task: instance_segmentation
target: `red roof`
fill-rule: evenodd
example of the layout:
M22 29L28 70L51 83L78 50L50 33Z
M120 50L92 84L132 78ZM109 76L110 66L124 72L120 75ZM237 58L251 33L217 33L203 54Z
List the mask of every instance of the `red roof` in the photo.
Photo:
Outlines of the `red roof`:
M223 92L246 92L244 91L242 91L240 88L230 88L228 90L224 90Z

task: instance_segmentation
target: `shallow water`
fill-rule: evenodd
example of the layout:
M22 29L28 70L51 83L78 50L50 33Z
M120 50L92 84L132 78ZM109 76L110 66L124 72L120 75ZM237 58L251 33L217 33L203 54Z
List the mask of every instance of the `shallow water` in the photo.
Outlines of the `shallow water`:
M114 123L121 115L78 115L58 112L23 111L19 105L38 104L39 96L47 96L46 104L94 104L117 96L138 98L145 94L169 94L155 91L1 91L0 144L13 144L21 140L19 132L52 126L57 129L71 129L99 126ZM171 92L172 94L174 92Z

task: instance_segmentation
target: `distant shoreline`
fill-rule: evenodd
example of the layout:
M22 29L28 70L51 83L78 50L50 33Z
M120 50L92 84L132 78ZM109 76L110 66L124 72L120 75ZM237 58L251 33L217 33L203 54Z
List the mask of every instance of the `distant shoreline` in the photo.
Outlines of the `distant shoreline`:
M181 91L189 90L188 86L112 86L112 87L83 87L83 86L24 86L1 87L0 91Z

DIRECTION: Repeat the material above in full, exactly as it stands.

TASK ANSWER:
task: instance_segmentation
target: `red roof`
fill-rule: evenodd
example of the layout:
M22 29L28 70L51 83L78 50L50 33Z
M120 50L92 84L132 78ZM109 76L110 66L124 72L120 75ZM237 58L251 33L217 33L203 54Z
List the mask of every instance of the `red roof` in the photo.
Photo:
Outlines of the `red roof`:
M223 92L246 92L244 91L242 91L240 88L230 88L228 90L224 90Z

task: instance_segmentation
target: `shallow water`
fill-rule: evenodd
example of the layout:
M22 29L28 70L51 83L78 50L50 33Z
M120 50L92 84L132 78ZM109 76L110 66L124 72L120 75ZM237 58L251 33L217 33L203 54Z
List the mask of every instance of the `shallow water` in the photo.
Outlines of the `shallow water`:
M114 123L121 115L78 115L58 112L23 111L19 105L38 104L39 96L47 96L46 104L94 104L117 96L138 98L145 94L169 94L155 91L1 91L0 144L13 144L21 140L19 132L52 126L57 129L71 129L99 126ZM171 92L172 94L174 92Z

task: instance_segmentation
target: `distant shoreline`
fill-rule: evenodd
example of the layout:
M22 29L28 70L51 83L78 50L50 33Z
M120 50L92 84L132 78ZM109 76L110 66L124 72L120 75ZM237 58L251 33L217 33L203 54Z
List the mask of every instance of the `distant shoreline` in the photo.
Outlines of the `distant shoreline`:
M181 91L189 90L188 86L112 86L112 87L83 87L83 86L24 86L1 87L0 91Z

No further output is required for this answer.